### Source data
::::::

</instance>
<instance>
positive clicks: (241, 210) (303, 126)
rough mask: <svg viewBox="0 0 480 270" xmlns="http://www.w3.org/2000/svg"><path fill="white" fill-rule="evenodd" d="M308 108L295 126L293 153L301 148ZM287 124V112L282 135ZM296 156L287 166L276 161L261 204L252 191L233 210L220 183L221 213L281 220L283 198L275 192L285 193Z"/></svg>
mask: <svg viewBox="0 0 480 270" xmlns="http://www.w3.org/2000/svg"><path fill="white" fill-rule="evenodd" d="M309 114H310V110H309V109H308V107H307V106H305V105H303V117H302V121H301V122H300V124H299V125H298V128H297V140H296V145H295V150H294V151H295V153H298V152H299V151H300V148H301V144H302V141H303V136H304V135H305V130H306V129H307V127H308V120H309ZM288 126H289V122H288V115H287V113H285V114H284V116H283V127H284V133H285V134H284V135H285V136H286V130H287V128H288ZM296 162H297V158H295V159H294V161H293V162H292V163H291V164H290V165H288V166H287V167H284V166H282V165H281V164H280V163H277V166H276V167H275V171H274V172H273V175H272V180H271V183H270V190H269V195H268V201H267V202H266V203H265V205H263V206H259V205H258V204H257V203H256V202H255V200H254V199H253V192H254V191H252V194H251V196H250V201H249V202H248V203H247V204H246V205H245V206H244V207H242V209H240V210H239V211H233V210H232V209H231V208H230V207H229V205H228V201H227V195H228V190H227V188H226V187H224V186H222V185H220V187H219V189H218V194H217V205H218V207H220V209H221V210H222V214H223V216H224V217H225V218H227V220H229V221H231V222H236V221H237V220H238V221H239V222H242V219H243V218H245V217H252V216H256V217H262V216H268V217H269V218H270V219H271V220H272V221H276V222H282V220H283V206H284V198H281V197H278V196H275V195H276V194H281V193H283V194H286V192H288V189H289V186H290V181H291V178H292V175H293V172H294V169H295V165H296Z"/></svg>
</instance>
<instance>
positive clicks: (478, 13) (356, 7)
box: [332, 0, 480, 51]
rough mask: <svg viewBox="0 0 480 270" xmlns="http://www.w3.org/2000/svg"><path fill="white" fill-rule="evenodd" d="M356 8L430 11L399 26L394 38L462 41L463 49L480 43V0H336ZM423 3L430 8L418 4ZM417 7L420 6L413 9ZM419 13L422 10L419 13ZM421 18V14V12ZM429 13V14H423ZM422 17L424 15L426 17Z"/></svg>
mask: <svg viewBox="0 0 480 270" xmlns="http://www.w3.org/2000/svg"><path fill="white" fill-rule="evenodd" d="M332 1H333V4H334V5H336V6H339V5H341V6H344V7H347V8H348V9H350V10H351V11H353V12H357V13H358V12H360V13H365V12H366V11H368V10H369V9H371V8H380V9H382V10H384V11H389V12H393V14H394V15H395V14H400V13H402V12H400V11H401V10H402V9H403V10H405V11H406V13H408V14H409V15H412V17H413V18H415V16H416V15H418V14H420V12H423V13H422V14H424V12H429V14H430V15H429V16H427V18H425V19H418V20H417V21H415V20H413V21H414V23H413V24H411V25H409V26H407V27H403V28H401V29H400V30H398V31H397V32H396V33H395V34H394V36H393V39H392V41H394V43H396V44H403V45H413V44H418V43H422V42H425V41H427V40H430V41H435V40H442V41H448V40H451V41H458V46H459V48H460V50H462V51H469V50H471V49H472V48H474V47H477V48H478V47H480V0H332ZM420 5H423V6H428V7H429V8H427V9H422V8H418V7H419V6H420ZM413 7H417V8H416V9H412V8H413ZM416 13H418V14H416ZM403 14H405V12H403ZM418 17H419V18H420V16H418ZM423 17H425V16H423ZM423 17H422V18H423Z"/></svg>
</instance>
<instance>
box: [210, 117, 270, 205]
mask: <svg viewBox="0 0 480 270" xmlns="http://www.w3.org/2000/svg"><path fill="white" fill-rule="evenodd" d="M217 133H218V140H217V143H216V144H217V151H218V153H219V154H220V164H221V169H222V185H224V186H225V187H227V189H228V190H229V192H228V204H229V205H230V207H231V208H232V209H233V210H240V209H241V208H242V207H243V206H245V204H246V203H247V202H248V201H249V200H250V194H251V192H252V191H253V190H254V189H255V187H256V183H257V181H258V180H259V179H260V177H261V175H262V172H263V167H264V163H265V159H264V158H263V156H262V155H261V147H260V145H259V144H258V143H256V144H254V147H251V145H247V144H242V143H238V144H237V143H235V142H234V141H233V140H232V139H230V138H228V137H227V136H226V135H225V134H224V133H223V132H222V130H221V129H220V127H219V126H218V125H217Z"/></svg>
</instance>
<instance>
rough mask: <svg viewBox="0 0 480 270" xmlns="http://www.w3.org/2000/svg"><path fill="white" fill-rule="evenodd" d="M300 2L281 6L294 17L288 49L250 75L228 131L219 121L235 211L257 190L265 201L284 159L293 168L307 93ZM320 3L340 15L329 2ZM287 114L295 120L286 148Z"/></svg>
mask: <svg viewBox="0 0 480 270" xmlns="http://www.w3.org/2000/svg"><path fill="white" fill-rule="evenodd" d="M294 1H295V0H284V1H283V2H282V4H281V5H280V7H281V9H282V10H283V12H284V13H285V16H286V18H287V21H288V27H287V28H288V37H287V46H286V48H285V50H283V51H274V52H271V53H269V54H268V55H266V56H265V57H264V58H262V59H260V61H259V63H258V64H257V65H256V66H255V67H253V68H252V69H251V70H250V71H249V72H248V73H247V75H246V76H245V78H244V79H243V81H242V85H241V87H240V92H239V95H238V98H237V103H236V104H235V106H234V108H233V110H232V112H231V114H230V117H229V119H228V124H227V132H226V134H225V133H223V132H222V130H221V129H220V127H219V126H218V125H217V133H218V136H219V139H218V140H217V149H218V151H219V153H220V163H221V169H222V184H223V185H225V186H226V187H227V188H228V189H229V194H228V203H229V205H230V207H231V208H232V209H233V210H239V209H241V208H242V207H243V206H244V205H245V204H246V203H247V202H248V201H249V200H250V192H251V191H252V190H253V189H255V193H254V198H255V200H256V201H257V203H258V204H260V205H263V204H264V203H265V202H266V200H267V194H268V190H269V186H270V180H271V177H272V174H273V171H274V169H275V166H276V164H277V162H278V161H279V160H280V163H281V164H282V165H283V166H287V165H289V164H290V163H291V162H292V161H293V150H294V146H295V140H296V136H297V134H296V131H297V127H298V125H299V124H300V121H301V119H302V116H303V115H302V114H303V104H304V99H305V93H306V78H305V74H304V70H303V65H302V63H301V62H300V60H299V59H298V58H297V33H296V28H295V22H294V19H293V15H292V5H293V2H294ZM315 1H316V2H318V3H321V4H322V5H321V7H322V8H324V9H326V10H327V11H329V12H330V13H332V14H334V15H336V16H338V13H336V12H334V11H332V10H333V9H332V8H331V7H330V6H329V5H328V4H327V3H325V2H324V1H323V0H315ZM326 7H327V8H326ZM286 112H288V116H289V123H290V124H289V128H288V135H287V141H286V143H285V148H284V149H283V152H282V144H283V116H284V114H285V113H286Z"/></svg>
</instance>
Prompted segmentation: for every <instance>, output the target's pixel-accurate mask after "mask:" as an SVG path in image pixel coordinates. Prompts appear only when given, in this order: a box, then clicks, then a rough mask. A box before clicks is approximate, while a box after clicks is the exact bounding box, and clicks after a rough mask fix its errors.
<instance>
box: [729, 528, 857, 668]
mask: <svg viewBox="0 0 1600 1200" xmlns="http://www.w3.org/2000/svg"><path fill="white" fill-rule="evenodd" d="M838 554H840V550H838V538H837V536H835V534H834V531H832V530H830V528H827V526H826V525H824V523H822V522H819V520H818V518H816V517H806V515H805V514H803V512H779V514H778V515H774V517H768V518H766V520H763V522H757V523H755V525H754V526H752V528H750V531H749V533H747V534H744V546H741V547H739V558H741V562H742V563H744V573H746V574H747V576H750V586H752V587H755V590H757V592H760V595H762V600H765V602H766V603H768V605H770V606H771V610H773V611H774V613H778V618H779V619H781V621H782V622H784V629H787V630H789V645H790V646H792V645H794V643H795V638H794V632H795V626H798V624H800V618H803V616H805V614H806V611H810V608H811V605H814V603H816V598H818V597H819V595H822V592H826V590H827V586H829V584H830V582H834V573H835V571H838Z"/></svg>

::::::

### Task objective
Rewrite everything from the start of the items down to the line containing "108L295 126L293 153L301", replacing "positive clicks" with "foreground clicks" and leaving the rest unchanged.

### Task solution
</instance>
<instance>
foreground clicks: (241, 210) (303, 126)
rough mask: <svg viewBox="0 0 480 270" xmlns="http://www.w3.org/2000/svg"><path fill="white" fill-rule="evenodd" d="M308 108L295 126L293 153L301 148ZM287 124V112L282 135ZM296 156L287 166L276 161L261 204L252 191L233 210L220 183L221 213L281 220L283 198L275 192L285 193Z"/></svg>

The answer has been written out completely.